● Records shown:
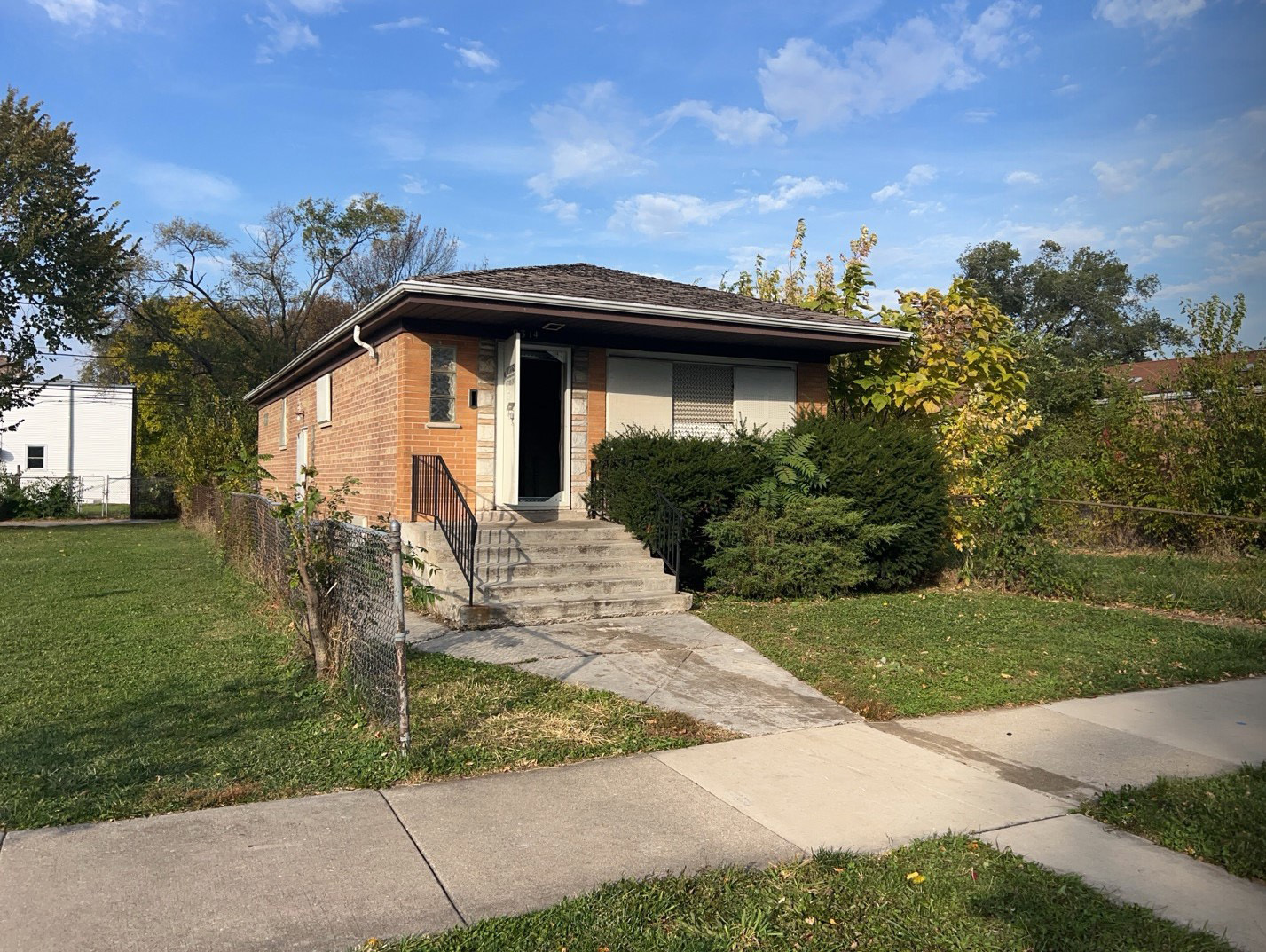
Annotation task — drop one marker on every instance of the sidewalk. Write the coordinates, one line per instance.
(325, 872)
(678, 662)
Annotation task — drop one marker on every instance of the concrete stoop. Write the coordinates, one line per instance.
(532, 570)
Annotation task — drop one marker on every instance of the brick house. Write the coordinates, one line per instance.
(512, 375)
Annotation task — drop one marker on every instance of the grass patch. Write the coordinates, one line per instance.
(951, 893)
(1217, 819)
(1235, 587)
(141, 676)
(928, 652)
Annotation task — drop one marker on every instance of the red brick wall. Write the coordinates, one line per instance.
(359, 439)
(810, 388)
(457, 444)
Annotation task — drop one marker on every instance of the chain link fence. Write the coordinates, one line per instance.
(359, 578)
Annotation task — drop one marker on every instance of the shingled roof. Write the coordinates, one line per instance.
(594, 282)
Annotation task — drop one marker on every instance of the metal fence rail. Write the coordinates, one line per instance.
(361, 576)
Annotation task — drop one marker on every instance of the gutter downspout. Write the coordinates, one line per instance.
(358, 342)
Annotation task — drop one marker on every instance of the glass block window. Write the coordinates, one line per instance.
(703, 399)
(444, 384)
(323, 394)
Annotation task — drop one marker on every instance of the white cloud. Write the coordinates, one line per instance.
(1147, 12)
(1027, 237)
(660, 214)
(476, 57)
(287, 33)
(184, 189)
(806, 83)
(1120, 177)
(403, 23)
(918, 175)
(562, 210)
(317, 8)
(83, 14)
(789, 189)
(590, 137)
(1251, 231)
(729, 124)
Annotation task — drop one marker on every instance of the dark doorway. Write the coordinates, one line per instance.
(541, 391)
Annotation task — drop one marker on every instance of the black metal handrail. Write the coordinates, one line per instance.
(664, 531)
(664, 536)
(437, 495)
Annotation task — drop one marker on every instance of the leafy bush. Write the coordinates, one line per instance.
(702, 476)
(39, 499)
(895, 474)
(1010, 546)
(810, 547)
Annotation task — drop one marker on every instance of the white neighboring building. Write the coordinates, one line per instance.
(74, 429)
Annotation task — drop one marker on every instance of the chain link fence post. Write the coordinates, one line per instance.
(402, 632)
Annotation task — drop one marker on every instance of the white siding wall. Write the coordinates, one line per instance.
(85, 430)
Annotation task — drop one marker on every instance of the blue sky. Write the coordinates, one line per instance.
(679, 138)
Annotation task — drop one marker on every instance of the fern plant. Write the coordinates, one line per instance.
(791, 474)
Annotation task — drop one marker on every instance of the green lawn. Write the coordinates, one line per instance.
(949, 893)
(1218, 819)
(137, 676)
(1235, 587)
(936, 651)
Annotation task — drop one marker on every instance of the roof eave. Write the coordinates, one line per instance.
(877, 333)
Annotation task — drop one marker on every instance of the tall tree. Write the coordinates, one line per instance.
(64, 264)
(414, 251)
(1082, 304)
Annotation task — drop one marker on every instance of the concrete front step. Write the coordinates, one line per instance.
(500, 614)
(551, 533)
(501, 571)
(515, 552)
(593, 585)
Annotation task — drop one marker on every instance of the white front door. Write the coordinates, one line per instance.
(507, 483)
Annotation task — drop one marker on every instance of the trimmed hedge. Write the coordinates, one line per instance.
(812, 547)
(699, 475)
(895, 475)
(892, 471)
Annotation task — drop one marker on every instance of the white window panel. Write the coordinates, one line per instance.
(638, 394)
(764, 397)
(703, 399)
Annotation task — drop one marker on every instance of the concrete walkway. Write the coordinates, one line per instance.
(678, 662)
(325, 872)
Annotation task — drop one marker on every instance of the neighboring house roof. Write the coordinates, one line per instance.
(1162, 376)
(601, 284)
(599, 303)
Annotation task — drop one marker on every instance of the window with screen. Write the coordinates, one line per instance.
(323, 399)
(703, 399)
(444, 384)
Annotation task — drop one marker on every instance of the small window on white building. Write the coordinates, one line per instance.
(703, 399)
(323, 399)
(444, 384)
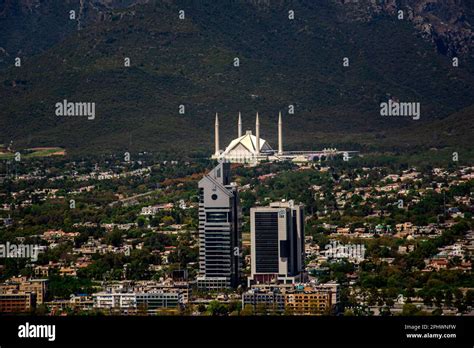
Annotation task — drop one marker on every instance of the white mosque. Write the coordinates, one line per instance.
(252, 149)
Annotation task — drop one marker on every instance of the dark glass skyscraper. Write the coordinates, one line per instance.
(277, 243)
(219, 230)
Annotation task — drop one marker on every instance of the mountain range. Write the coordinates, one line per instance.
(191, 63)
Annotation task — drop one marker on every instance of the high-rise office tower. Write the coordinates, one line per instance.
(277, 243)
(219, 230)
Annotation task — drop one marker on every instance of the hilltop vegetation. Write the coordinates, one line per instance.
(190, 62)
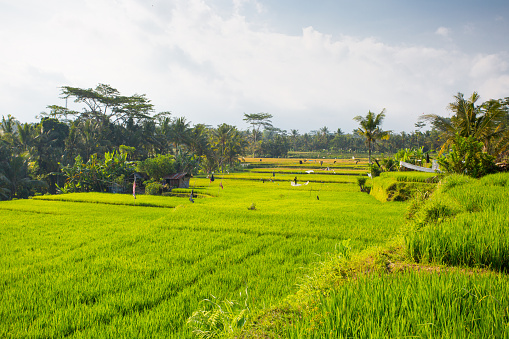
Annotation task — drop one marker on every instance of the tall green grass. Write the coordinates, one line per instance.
(465, 222)
(411, 304)
(94, 265)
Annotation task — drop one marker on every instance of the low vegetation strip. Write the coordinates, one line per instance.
(114, 199)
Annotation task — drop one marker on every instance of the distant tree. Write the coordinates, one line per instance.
(257, 121)
(369, 128)
(487, 123)
(104, 103)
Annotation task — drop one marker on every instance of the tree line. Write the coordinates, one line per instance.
(33, 156)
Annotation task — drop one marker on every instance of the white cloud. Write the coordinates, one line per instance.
(212, 68)
(443, 31)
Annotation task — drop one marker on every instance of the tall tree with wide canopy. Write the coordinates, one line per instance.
(257, 121)
(369, 128)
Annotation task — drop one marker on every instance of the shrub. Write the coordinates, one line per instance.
(466, 157)
(153, 188)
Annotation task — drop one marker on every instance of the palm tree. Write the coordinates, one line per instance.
(370, 129)
(180, 131)
(221, 136)
(486, 122)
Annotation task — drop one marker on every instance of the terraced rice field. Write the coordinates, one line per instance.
(96, 265)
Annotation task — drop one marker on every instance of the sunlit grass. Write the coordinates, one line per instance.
(96, 265)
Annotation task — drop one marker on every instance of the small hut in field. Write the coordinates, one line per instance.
(177, 180)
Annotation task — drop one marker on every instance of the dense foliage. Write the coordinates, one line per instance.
(38, 157)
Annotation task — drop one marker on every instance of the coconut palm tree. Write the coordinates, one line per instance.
(369, 128)
(179, 132)
(487, 123)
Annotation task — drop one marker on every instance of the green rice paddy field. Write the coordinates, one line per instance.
(90, 265)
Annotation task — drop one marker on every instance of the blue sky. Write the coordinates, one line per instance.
(309, 63)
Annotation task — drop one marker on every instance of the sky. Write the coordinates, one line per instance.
(308, 63)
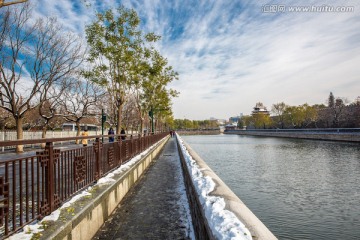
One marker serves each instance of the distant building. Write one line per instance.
(233, 120)
(260, 108)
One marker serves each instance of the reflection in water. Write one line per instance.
(300, 189)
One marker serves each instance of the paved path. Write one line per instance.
(157, 207)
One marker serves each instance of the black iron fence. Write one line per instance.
(34, 184)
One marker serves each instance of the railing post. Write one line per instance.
(132, 146)
(47, 160)
(97, 151)
(51, 177)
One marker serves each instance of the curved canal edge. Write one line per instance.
(216, 211)
(300, 134)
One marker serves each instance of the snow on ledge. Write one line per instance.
(223, 223)
(37, 226)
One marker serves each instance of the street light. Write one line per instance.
(151, 115)
(103, 120)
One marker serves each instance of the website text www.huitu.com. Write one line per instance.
(277, 8)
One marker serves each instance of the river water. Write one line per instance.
(300, 189)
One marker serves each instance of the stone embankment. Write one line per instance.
(345, 135)
(199, 132)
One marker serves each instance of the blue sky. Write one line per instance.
(231, 54)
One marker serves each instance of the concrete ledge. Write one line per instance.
(84, 219)
(345, 137)
(257, 229)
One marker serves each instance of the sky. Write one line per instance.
(231, 54)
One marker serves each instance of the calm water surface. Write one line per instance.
(300, 189)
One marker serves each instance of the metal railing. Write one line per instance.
(34, 184)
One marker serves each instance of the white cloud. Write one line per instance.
(231, 55)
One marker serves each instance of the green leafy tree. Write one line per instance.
(115, 42)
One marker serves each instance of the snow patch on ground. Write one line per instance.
(36, 227)
(223, 223)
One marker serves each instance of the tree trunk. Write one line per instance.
(78, 132)
(43, 135)
(119, 111)
(19, 134)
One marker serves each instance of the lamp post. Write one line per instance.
(151, 115)
(103, 120)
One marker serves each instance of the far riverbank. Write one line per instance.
(333, 134)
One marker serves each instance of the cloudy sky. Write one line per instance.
(231, 54)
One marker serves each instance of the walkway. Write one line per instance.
(157, 207)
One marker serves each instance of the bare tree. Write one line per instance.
(4, 4)
(79, 101)
(34, 58)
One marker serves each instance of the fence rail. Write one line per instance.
(37, 183)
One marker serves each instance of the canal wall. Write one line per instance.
(315, 135)
(85, 217)
(203, 225)
(198, 132)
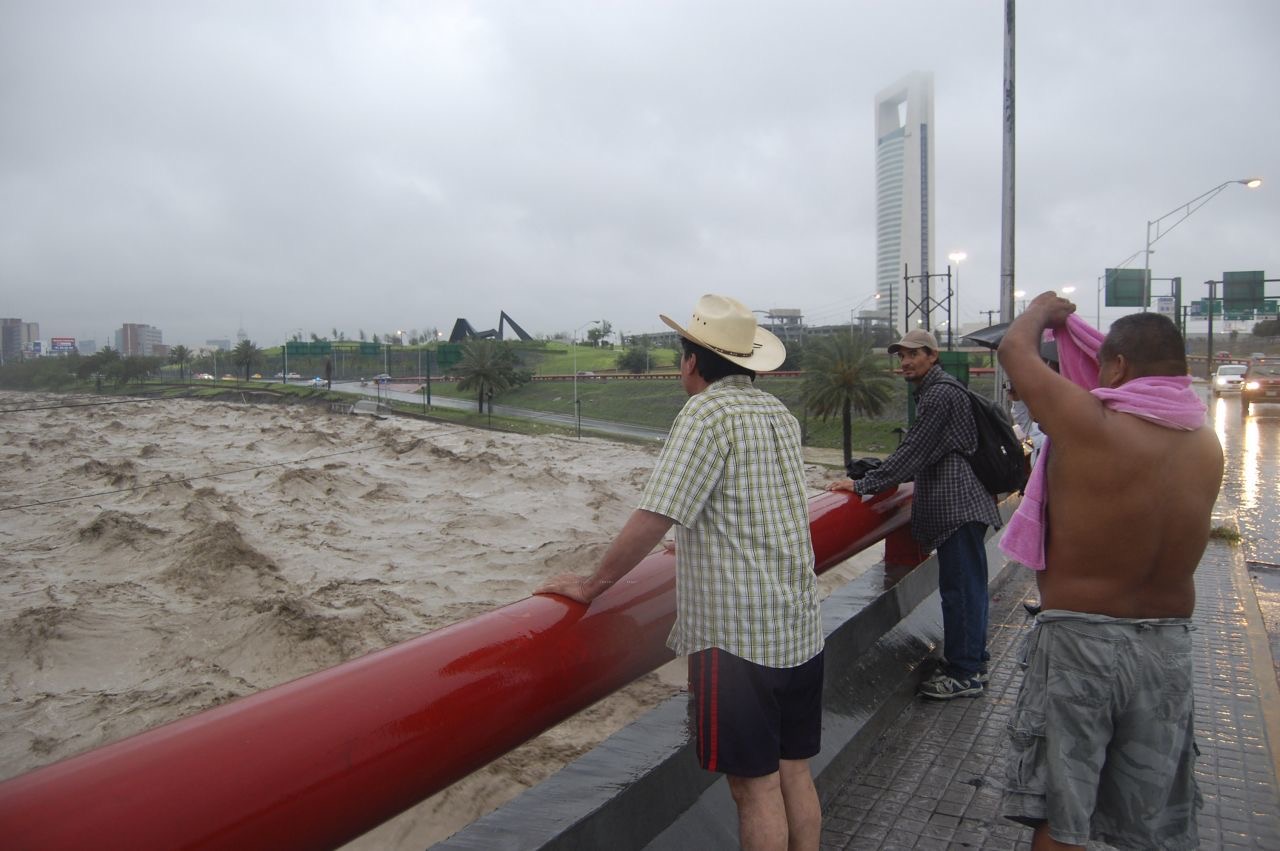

● Exercise description:
Print the lines from the line containing "One marker serves each instance of the green" through the last line of the listing, exactly as they stand, and leave any pictures out.

● Your response:
One marker serves each instance of the green leafy tree. Write one line per instance.
(115, 42)
One marker serves each instance of the snow patch on ground. Write one line per instance.
(36, 227)
(223, 223)
One marker serves each instance of the tree trunk. Write one line per instance.
(78, 132)
(43, 135)
(119, 111)
(19, 134)
One marker serves each instance of the lamp post. Write one line per instance.
(151, 115)
(103, 120)
One marker serves each instance of the far riverbank. Write one line per instance.
(333, 134)
One marker serves each instance of the cloudy sky. Write one line per instance.
(231, 54)
One marker serves each instance of the walkway. Write one line per instance.
(157, 207)
One marker serves each instance of the bare tree. Write one line per instance.
(4, 4)
(79, 101)
(34, 58)
One marker serves each instance of the fence rail. Write one line per instance.
(37, 183)
One marker serves each instance of the canal wall. Write one line per instance.
(315, 135)
(85, 217)
(203, 225)
(198, 132)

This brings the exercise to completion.